===== Trecho do documento =====
De acordo com a fonoaudióloga Sandra Elisabete de Oliveira Cazelato, doutora em linguística pela Unicamp, “uma pessoa com afasia tem dificuldade para encontrar palavras mais específicas ou abstratas, mas é possível, sim, expressar sentimentos, percepções, sensações através de gestos, da fala, fazendo associações entre informações e ideias”.
Ainda segundo a especialista, para uma boa interação com pessoas afásicas é necessário ter disposição para ouvir, compreensão do tempo de fala do outro e saber esperar, quando necessário, a reformulação de ideias, de frases e de palavras.
“Os afásicos podem trocar palavras, sílabas ou a ordem das frases e precisamos estar atentos para que a interação continue, que flua a conversa, que o outro seja ouvido e compreendido”, explica.
Hamilton Haddad Junior, 46, professor aposentado do Instituto de Biologia da USP, teve muita dificuldade de se relacionar com a filha Ana Brito Haddad, 8, no primeiro ano após ter sido acometido por um AVC e ter ficado afásico. Eles chegaram a se afastar um pouco para que ele pudesse se reabilitar.
Ela tinha três anos e meio à época e a nova condição do pai era um desafio para os dois, tanto na questão da mobilidade como na comunicação. Eles tiveram de reconstruir a forma de interação e de trocas.
===== Material fornecido =====
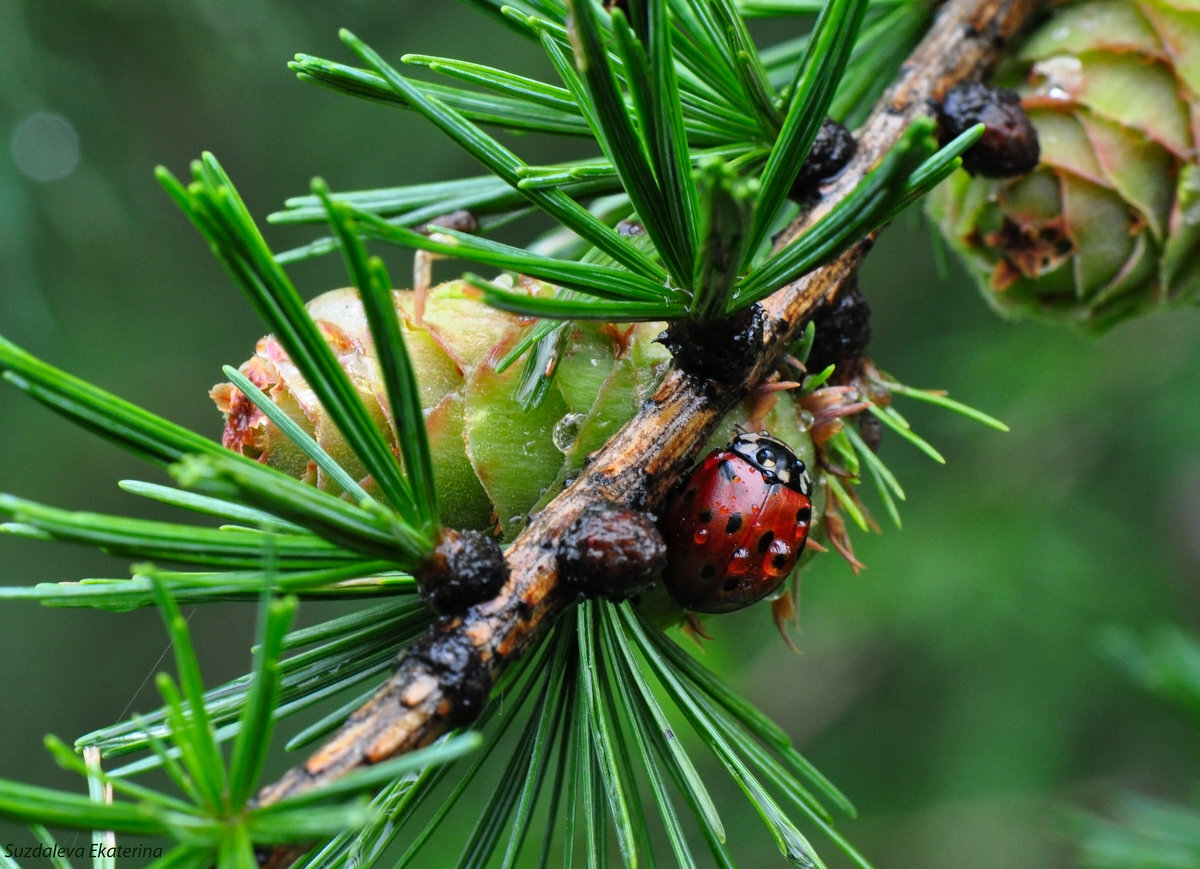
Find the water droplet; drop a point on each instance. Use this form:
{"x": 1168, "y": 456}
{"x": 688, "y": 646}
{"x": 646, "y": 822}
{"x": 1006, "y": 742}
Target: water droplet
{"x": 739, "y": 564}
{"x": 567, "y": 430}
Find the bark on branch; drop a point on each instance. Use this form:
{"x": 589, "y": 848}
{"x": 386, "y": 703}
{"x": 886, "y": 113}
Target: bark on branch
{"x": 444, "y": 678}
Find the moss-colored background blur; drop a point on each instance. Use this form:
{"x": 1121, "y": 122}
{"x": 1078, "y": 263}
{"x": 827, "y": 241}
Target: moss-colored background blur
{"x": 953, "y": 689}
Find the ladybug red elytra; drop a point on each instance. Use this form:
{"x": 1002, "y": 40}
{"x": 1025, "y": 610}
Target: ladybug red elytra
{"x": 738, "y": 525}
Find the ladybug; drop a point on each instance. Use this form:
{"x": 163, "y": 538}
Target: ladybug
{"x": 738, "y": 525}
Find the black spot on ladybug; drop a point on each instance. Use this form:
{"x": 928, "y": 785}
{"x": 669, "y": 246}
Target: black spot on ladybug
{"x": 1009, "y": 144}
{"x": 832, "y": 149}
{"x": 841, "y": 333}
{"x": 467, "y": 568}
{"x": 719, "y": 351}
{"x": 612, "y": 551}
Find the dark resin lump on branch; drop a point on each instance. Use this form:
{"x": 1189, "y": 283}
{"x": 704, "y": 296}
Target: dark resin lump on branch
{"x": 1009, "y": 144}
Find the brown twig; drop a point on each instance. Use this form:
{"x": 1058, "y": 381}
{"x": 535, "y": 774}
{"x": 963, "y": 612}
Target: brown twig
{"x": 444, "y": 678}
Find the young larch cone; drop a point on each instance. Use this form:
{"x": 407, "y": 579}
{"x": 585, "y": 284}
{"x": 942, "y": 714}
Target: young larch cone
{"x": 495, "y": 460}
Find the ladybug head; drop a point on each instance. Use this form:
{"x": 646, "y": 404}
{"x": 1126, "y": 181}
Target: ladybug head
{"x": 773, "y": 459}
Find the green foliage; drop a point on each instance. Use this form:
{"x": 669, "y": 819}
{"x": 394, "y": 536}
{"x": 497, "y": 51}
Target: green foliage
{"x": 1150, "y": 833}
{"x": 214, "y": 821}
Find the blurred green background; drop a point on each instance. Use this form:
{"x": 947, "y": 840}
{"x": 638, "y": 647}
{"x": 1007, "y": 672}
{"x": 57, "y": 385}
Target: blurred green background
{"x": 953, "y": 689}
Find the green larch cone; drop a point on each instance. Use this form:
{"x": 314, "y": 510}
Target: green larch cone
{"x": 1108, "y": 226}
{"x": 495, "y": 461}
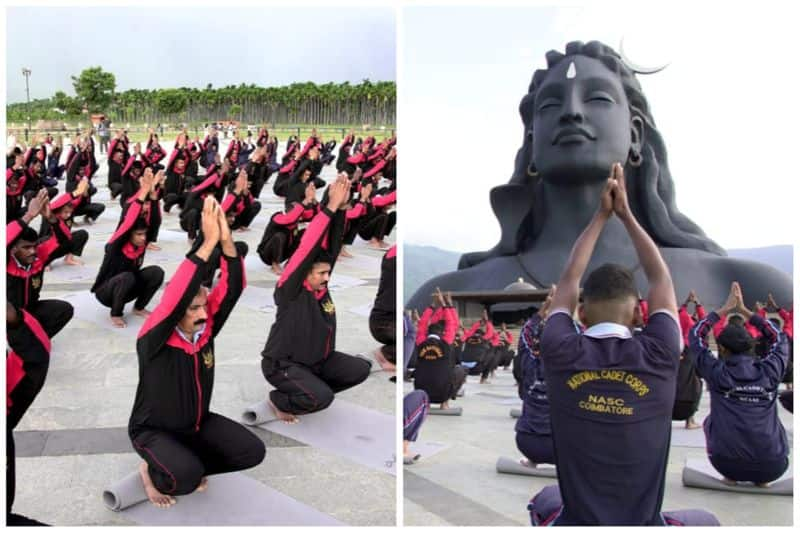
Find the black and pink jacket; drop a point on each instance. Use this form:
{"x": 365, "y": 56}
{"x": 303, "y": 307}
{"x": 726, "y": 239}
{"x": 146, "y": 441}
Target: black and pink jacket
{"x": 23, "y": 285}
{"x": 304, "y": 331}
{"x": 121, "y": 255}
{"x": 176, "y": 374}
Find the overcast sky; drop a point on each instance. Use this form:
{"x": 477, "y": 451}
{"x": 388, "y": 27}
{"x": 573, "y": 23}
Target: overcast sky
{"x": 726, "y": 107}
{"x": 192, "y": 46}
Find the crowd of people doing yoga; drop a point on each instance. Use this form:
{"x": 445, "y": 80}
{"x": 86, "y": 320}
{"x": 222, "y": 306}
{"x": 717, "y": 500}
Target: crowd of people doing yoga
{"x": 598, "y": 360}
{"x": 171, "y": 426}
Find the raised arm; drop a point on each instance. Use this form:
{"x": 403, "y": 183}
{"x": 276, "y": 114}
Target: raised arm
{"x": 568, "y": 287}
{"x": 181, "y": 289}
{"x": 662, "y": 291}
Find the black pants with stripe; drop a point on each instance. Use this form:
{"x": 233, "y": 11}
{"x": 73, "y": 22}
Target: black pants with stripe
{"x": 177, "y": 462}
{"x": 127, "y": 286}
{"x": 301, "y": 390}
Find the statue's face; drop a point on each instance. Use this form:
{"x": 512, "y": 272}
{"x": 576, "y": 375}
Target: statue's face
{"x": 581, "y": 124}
=====
▶ _Tarefa 1_:
Responda com base no trecho sobre afasia:
(a) Em que área e por qual universidade Sandra Elisabete de Oliveira Cazelato é doutora?
(b) De qual instituto da USP Hamilton Haddad Junior é professor aposentado?
(c) Quantos anos Ana Brito Haddad tinha à época em que o pai passou a ter a nova condição?
▶ _Tarefa 2_: Reproduza o trecho sobre afasia, começando em "Hamilton Haddad Junior, 46, professor" e seguindo até "e de trocas.".
O material não tem papel algum nesta atividade.

▶ _Resposta 1_:
(a) Em linguística, pela Unicamp.
(b) Do Instituto de Biologia.
(c) Três anos e meio.

▶ _Resposta 2_:
Hamilton Haddad Junior, 46, professor aposentado do Instituto de Biologia da USP, teve muita dificuldade de se relacionar com a filha Ana Brito Haddad, 8, no primeiro ano após ter sido acometido por um AVC e ter ficado afásico. Eles chegaram a se afastar um pouco para que ele pudesse se reabilitar.
Ela tinha três anos e meio à época e a nova condição do pai era um desafio para os dois, tanto na questão da mobilidade como na comunicação. Eles tiveram de reconstruir a forma de interação e de trocas.